LISTED ENTRIES Start Marker
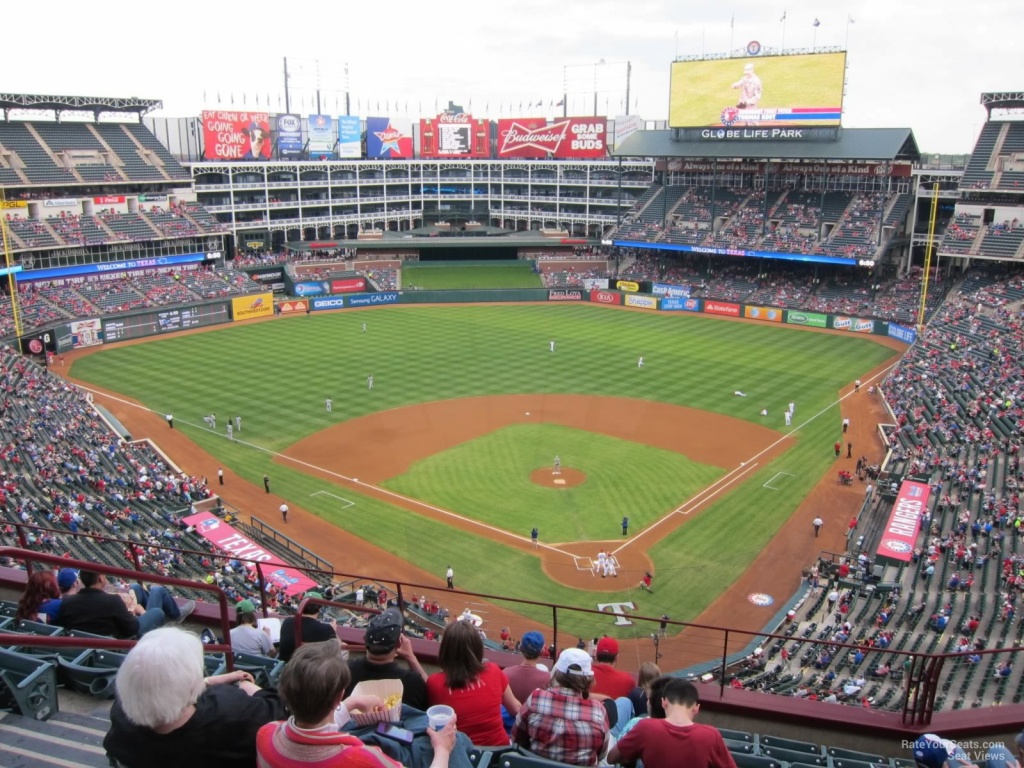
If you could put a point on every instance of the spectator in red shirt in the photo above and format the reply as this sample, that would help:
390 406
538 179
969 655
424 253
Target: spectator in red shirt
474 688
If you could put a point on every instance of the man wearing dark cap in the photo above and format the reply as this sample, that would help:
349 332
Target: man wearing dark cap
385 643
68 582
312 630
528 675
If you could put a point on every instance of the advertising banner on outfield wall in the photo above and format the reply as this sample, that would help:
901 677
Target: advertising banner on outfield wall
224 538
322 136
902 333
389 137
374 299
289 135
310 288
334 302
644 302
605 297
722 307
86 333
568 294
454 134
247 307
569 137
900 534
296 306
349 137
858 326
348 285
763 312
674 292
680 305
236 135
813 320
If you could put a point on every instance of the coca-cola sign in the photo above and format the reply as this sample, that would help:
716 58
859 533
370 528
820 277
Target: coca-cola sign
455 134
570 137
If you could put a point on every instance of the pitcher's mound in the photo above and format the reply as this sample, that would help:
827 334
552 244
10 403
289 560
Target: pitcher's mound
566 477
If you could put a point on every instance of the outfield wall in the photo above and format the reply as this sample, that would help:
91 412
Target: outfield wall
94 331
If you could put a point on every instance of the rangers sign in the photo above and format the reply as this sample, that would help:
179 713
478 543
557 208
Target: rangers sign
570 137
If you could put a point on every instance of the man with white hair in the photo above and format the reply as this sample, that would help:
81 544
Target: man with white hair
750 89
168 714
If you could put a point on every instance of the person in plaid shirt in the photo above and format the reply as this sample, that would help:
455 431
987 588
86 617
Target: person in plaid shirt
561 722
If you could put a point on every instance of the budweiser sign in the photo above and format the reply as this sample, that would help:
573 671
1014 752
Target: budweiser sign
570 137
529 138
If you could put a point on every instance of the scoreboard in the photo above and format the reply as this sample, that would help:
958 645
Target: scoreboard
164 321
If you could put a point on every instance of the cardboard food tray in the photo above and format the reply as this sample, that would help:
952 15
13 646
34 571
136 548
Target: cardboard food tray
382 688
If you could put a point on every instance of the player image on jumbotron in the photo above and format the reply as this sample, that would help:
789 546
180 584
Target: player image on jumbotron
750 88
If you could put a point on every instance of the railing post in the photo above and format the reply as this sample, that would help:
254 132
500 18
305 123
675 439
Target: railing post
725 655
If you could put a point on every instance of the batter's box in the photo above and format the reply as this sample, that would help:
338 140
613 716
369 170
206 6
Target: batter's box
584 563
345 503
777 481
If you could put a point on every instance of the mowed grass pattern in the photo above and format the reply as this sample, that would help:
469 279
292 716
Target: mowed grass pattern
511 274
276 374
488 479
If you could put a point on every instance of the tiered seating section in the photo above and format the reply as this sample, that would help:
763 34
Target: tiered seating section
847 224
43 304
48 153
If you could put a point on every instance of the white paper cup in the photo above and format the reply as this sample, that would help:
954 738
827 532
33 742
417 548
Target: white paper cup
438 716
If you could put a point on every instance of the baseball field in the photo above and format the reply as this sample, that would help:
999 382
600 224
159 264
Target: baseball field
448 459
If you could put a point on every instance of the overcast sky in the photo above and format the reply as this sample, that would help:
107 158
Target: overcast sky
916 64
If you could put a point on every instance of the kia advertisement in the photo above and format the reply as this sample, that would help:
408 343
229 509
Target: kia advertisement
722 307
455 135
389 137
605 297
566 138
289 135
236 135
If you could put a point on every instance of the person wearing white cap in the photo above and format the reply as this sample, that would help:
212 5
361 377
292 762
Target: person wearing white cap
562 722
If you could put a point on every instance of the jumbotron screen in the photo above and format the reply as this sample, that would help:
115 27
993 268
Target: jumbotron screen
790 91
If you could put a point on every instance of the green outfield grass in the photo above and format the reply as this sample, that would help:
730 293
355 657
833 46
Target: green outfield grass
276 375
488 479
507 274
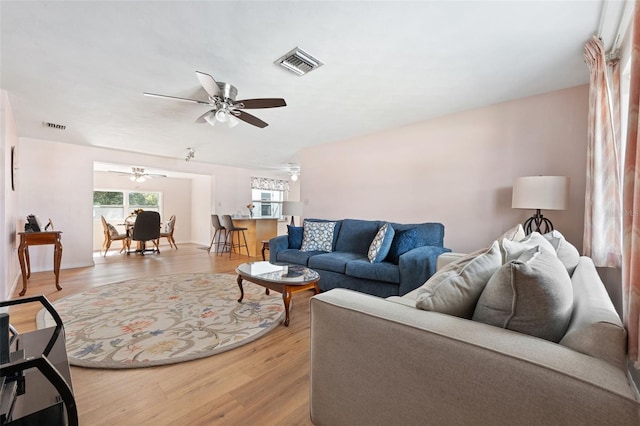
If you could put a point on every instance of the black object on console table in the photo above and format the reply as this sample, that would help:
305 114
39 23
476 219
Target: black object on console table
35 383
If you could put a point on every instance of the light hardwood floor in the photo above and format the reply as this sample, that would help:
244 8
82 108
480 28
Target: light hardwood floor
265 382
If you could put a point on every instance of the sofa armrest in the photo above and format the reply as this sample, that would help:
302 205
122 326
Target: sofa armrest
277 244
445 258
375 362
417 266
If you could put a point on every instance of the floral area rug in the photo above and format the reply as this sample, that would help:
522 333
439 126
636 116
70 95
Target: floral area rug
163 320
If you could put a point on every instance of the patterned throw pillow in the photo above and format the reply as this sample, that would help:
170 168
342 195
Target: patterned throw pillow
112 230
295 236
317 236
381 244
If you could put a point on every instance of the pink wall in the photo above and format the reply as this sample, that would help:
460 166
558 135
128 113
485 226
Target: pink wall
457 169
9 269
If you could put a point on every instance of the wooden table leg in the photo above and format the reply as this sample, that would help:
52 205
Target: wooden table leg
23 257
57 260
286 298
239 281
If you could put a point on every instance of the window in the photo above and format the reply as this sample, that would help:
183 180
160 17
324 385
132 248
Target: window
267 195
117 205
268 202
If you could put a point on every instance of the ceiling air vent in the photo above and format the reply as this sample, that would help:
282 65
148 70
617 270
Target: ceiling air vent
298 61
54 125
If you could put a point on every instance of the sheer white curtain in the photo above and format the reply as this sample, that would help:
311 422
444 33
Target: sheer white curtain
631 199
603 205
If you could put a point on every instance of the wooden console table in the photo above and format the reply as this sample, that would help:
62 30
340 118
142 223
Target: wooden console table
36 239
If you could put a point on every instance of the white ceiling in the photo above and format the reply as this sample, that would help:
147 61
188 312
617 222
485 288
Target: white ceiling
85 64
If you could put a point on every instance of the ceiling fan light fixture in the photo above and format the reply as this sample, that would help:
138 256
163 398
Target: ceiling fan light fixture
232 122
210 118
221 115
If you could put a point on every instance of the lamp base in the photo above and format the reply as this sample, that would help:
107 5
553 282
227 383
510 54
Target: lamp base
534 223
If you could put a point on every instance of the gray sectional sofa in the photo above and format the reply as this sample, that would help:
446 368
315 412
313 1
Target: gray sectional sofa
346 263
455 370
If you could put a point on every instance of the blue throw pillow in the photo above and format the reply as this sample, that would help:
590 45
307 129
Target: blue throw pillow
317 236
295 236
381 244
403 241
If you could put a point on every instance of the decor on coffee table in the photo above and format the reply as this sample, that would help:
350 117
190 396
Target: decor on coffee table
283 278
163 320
LISTED ENTRIES End Marker
Reproduce all entries exactly. Pictures do not belong in the copy.

If you could put a point on every instance of the spectator in red shirt in the photo above and format the reply as this sample, that would help:
390 406
538 179
969 655
424 253
Target: spectator in red shirt
474 688
If you could put a point on every instance of the man wearing dark cap in the photo above and format the reply as this sample, that would help:
349 332
Target: man wearing dark cap
385 643
68 582
312 630
528 675
If you could put a point on every instance of the advertising banner on outfield wall in the photo above and format the reply as this sample, that would help:
901 677
Target: advertising banner on outfield wall
224 538
322 136
902 333
389 137
374 299
289 135
310 288
334 302
644 302
605 297
722 307
86 333
568 294
454 134
247 307
569 137
900 534
296 306
349 137
858 326
348 285
763 312
674 292
680 305
236 135
813 320
If you could put a point on every instance of the coca-cola sign in the photo above and format the reply as this sample, that would help:
716 58
859 533
370 528
820 277
Target: coca-cola sign
455 134
570 137
If you could put a point on every instance of the pitcher's mound in the photo above and format the reply as this sample, that would help:
827 334
552 244
10 403
289 560
Target: pitcher's mound
566 477
If you could put a point on every instance of the outfield wall in the photo above and format the reply as this sample, that would help:
91 412
Target: outfield wall
94 331
If you could put a point on every instance of the rangers sign in the photo above and format the reply as this sample, that would help:
179 713
478 543
557 208
Target: rangers sign
570 137
If you could put a point on every instance of the man with white hair in the photo above and format the reply as this sample, that would help:
81 544
Target: man with white hair
750 89
168 714
If you could put a point on every instance of the person in plaid shirt in the photo above and format the reply as this sample, that would help:
455 431
987 588
86 617
Target: person in plaid shirt
561 722
If you could put a point on every instance of the budweiser sign in the photo above and format the reply as this sample, that would help:
573 671
1014 752
Target: budweiser sign
570 137
529 138
If you could put a point on every instance of the scoreboard in the photo above and format the reply as this sample, that would help:
958 645
Target: scoreboard
164 321
If you could put a point on every instance of the cardboard food tray in the photo above and format the reply as this sample, that would help:
952 15
13 646
34 571
136 548
Target: cardboard food tray
382 688
If you could put a point on every instance of the player image on jumbotron in the photo above and format the reply as this sample, that would help:
789 546
180 584
Target: player image on jumbotron
750 88
If you could put a point on every instance of the railing post in the photo above and format the reply as this sample, that would help:
254 132
500 18
305 123
675 439
Target: railing post
725 655
If you could put a point on every instance of the batter's box in the photo above and format the reply as this sample, that would help:
338 140
613 716
369 170
206 6
Target: batter's box
584 563
345 503
777 481
If you could put a point on every instance of the mowed grass pattern in the photo above and format the reply as this sample, that would help:
469 279
292 716
Target: mowed grass pattern
511 274
276 374
488 479
If you could put a point on every instance of the tiered seating section in the photo above and format the reply as this sample, that would help:
763 34
Target: tiered seating section
847 224
43 304
48 153
If you could put a point on every instance of the white paper cup in the photo above and format the reply as this sample, that would help:
954 738
827 532
33 742
417 548
Target: white paper cup
438 716
If you could put a point on every instance of the baseball field in the photo above and format the reply as this sample, that would help:
999 382
600 224
159 264
Target: baseball field
448 459
If you could put a point on every instance of the overcast sky in the photo above and format the reply as this sample, that would help:
107 158
Target: overcast sky
916 64
If you could put a point on every instance of the kia advertisement in the photo above and format the reply as this sample, that would help:
408 343
229 509
Target: kia advertisement
722 307
455 135
389 137
605 297
566 138
289 135
236 135
If you could put a point on every instance of the person wearing white cap in the photo above and format the reply as this sample, that would help:
212 5
361 377
292 762
Target: person wearing white cap
562 722
If you could put a point on every instance of the jumbotron screen in the photo above and format the reply as this sample, that would help:
115 27
993 268
Target: jumbotron screen
790 91
If you could put a point on every instance of the green outfield grass in the photo above and format the reply as this sample, that would help:
730 293
355 657
833 46
Target: green outfield grass
276 375
488 479
507 274
If you could put a point on every instance of the black object on console table in the photo above and format the reply as this sample, that would help:
305 114
39 23
476 219
Target: black object on console table
35 383
If you could put a point on every instance of the light hardwood floor in the photo above and format the reply as this sample, that would help:
244 8
82 108
480 28
Target: light hardwood floor
265 382
If you could put a point on every instance of the sofa armrest in the photo above and format the reply as this sample, that would help:
302 205
122 326
Target: sofa armrest
277 244
445 258
375 362
417 266
If you could put a point on every instance of the floral area rug in the photo above and format the reply as this sample, that would help:
522 333
439 126
636 116
70 95
Target: floral area rug
163 320
If you could put a point on every instance of the patterned throw pillow in the photo above and format the reply as this sample, that would help:
170 168
342 195
Target: patterned throw pillow
112 230
295 236
317 236
381 244
If you could put a point on every instance of the pink wall in the photo above and format the reply as this sample, that would help:
460 166
558 135
128 113
485 226
Target: pink wall
457 169
9 269
If you could put a point on every instance of the wooden table leg in the photo above and format the reply as this sample, that would help:
52 205
Target: wooden table leg
23 257
57 260
286 298
239 281
If you could put a point on every instance of the window in the photo above and format the reply as this sample, that would help:
183 180
160 17
324 385
132 248
Target: window
267 195
117 205
268 202
If you could put a point on every instance of the ceiling air vent in the photo above and format the reply as this sample, that would help:
282 65
148 70
617 270
Target: ceiling air vent
298 61
54 125
If you could put a point on every instance of the sheer white curtain in the photo above and format the reply as this sample, that would help:
311 422
444 33
Target: sheer white curtain
631 199
603 205
If you could put a point on every instance of the wooden console table in the photo above and format the reply as this sample, that would help:
62 30
340 118
142 223
Target: wooden console table
36 239
If you could put a point on every instance of the white ceiling in the photo above and format the reply as this sample, that would help:
147 61
188 312
617 222
485 288
Target: white ceiling
85 64
If you could put a point on every instance of the ceiling fan light fixture in the photo above and format the reply as this sample, that would help:
138 256
163 398
Target: ceiling fan light fixture
232 122
210 118
221 115
If you could put a point on every instance of the lamp base in the photo above and format the reply as this sample, that would help:
107 5
553 282
227 383
510 54
Target: lamp base
534 223
If you could put a point on every instance of the gray sectional sofa in the photo above and format the reply as this sample, that would help:
446 368
315 412
313 1
Target: gray sectional sofa
346 263
455 370
If you could put a point on every instance of the blue throw pillow in the photo above and format the reply as this sample, that would help:
590 45
307 129
Target: blue throw pillow
317 236
295 236
381 244
403 241
If you could put a point on every instance of the decor on coffee table in the photo above and format the reply as this sample, that would help:
350 117
190 396
Target: decor on coffee table
283 278
163 320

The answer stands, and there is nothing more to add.